### Tareas pendientes
1. Resume en forma de lista el párrafo del texto que comienza con "Este país es una encrucijada" y conserva sus datos principales.
2. Según el texto, ¿qué ideología se veía en tiempos de Nasser como una amenaza para los intereses de Occidente?
3. Reproduce sin cambios el fragmento del texto que va de "Este país es" a "de la riqueza.".

El nacionalismo y la religión han sido las válvulas de escape para las sociedades en crisis, también en el mundo árabe y musulmán. Rota la primera de las vías ante la imposibilidad de que las fuerzas moderadas participen en el proceso político, el radicalismo integrista marca la agenda.

Pese a la propaganda negativa sobre la amenaza islámica, la naturaleza de los conflictos en Oriente Medio, en permanente cambio desde el final de la guerra fría, presenta un carácter local o, todo lo más, regional. En tiempos de Nasser, el nacionalismo árabe aparecía como una ideología focalizada que amenazaba los intereses de Occidente, al igual que otras ideas que se propagaban por el Tercer Mundo y que, en gran parte, eran una amalgama de socialismo, teología de la liberación y doctrinas antioccidentales. Pero, aunque el panarabismo sigue vivo en las mentes y los corazones, ya no es un vehículo viable de protesta y movilización política, ni siquiera en Egipto.

Este país es una encrucijada en la que coinciden la globalización, el nacionalismo árabe, el islam tradicional y el político dentro de los límites de un Estado-nación que es incapaz de satisfacer a su población debido a su peculiar estructura, tradicional y antidemocrática, y a la intervención estatal en los recursos. El islamismo egipcio combina la oposición a las élites dirigentes y su forma de consumo, el descrédito de la religión oficial y tradicional y la reinterpretación de la fe y del papel del Estado desde el punto de vista de la democracia y el reparto equitativo de la riqueza.

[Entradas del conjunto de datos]
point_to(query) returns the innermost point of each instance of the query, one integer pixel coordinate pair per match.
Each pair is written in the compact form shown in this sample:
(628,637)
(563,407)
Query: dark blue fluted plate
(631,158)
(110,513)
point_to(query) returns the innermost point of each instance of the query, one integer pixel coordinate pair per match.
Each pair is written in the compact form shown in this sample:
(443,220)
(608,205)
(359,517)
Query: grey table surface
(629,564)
--
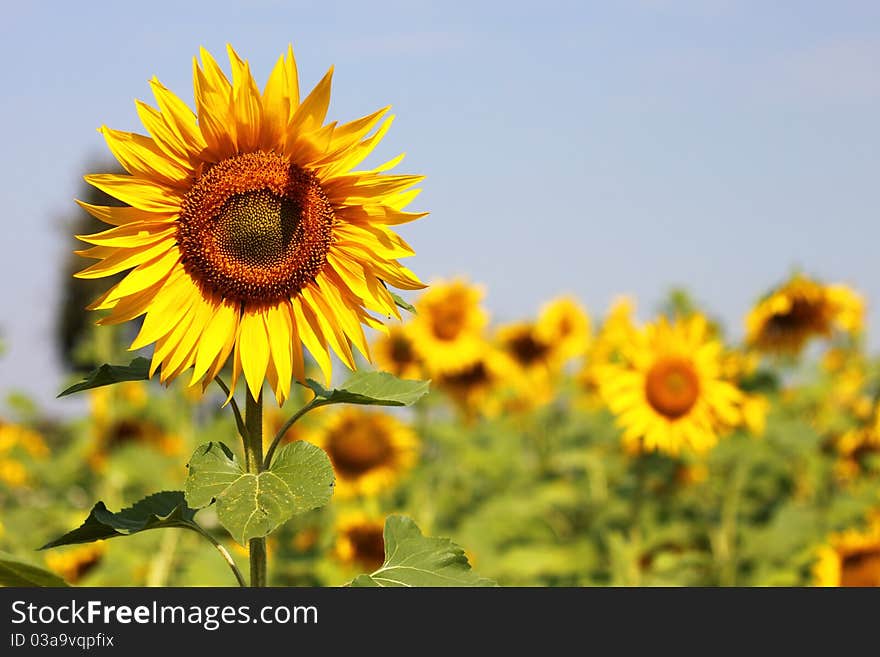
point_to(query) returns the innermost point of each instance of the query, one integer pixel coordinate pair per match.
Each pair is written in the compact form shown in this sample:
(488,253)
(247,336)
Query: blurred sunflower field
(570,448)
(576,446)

### Respuestas escritas
1.
- Egipto es una encrucijada donde coinciden la globalización, el nacionalismo árabe, el islam tradicional y el islam político.
- Todo ello ocurre dentro de un Estado-nación incapaz de satisfacer a su población por su estructura tradicional y antidemocrática y por la intervención estatal en los recursos.
- El islamismo egipcio combina tres elementos:
  - la oposición a las élites dirigentes y a su forma de consumo;
  - el descrédito de la religión oficial y tradicional;
  - la reinterpretación de la fe y del papel del Estado desde el punto de vista de la democracia y del reparto equitativo de la riqueza.

2. El nacionalismo árabe.

3.
Este país es una encrucijada en la que coinciden la globalización, el nacionalismo árabe, el islam tradicional y el político dentro de los límites de un Estado-nación que es incapaz de satisfacer a su población debido a su peculiar estructura, tradicional y antidemocrática, y a la intervención estatal en los recursos. El islamismo egipcio combina la oposición a las élites dirigentes y su forma de consumo, el descrédito de la religión oficial y tradicional y la reinterpretación de la fe y del papel del Estado desde el punto de vista de la democracia y el reparto equitativo de la riqueza.